'''
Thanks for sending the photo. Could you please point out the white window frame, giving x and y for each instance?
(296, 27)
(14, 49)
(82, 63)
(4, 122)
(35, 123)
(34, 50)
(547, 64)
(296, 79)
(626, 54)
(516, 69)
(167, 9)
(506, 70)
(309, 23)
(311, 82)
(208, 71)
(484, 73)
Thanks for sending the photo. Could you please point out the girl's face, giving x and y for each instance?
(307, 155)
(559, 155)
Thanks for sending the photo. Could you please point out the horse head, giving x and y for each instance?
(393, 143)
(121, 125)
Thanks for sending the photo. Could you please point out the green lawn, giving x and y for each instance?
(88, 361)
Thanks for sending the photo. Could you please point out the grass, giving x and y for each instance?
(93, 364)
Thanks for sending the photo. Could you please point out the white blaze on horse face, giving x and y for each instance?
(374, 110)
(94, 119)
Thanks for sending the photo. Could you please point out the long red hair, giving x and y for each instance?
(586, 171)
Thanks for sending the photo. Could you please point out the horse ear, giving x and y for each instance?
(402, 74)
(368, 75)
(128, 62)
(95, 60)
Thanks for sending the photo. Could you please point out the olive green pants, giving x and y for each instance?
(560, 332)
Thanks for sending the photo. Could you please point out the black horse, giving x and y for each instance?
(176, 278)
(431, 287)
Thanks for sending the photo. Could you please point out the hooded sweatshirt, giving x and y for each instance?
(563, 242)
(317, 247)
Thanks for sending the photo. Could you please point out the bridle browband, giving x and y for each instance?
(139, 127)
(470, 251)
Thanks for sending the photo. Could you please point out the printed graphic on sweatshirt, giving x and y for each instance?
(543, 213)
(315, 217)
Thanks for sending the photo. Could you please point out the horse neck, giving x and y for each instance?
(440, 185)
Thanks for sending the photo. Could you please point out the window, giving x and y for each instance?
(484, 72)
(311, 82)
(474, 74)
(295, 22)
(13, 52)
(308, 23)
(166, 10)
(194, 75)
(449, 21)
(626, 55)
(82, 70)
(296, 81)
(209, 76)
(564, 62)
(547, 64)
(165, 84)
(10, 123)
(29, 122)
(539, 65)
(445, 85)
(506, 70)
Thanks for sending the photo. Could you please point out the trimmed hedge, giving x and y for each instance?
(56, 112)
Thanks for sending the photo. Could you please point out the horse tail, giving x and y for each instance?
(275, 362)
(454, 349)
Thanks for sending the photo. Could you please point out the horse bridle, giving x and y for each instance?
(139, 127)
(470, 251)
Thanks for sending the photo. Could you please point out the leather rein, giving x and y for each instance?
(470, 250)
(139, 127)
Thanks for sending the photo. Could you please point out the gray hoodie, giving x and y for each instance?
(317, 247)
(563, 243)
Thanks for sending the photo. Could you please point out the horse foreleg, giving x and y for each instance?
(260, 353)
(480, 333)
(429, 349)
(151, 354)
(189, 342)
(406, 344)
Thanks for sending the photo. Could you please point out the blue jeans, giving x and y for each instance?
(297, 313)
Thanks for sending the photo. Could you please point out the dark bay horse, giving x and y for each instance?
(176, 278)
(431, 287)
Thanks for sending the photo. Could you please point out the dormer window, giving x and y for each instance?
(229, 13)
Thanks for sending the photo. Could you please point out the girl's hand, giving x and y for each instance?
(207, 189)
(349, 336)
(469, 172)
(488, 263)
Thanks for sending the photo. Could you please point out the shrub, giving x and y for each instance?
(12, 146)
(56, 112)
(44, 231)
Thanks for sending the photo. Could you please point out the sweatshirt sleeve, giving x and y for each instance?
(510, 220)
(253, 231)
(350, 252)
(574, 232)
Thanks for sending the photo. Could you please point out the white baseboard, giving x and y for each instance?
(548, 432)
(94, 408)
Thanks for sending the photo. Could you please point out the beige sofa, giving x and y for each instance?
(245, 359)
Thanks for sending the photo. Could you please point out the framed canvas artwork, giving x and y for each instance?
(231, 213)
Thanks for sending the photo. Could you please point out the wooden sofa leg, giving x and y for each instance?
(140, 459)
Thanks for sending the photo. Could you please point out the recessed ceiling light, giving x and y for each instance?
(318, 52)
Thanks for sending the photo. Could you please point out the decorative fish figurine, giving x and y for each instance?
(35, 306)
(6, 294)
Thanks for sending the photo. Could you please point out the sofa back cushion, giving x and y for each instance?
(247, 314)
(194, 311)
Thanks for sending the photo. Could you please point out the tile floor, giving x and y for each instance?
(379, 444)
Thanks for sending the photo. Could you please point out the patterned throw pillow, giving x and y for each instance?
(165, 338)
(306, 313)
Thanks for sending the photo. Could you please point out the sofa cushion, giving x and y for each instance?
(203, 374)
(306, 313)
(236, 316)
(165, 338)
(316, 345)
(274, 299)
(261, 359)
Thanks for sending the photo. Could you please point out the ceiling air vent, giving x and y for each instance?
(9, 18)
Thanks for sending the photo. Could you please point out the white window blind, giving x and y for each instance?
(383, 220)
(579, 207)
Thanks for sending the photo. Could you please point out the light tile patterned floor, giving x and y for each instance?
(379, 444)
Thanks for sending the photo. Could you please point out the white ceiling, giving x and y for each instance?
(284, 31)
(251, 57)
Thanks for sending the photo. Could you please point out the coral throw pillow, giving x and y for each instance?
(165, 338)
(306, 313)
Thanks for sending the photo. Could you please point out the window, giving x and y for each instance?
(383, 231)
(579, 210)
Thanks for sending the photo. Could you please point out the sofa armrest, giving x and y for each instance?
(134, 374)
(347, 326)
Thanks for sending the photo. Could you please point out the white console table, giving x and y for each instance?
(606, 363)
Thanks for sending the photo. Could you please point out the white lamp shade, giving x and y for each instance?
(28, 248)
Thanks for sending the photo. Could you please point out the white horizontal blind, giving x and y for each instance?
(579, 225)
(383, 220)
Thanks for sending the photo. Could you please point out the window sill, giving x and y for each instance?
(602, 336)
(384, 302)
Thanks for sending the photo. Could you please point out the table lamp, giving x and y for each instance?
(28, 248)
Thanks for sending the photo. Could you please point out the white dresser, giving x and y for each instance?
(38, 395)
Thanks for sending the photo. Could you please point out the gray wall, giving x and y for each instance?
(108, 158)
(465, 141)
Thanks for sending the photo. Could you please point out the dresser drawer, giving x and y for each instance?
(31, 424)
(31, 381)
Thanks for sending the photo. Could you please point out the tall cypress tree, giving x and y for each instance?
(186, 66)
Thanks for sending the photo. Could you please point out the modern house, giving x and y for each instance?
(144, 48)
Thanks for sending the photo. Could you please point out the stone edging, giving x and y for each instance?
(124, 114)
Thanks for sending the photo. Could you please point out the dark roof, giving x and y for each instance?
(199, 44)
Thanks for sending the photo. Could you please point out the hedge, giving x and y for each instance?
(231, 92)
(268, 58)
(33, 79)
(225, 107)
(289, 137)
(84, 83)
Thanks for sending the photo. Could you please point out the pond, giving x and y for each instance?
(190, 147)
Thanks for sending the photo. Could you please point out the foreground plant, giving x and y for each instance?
'''
_Directive_
Reproduce the records word for word, starting with the line that contains "pond, giving x and y for each instance?" and continuing through the last line of the records.

_Complete answer_
Thanks for sending the photo. Could you please point out the pond, giving x and y for each instance?
(190, 147)
Thanks for sending the photo. Could you please point out the foreground plant, giving x and y for each instance?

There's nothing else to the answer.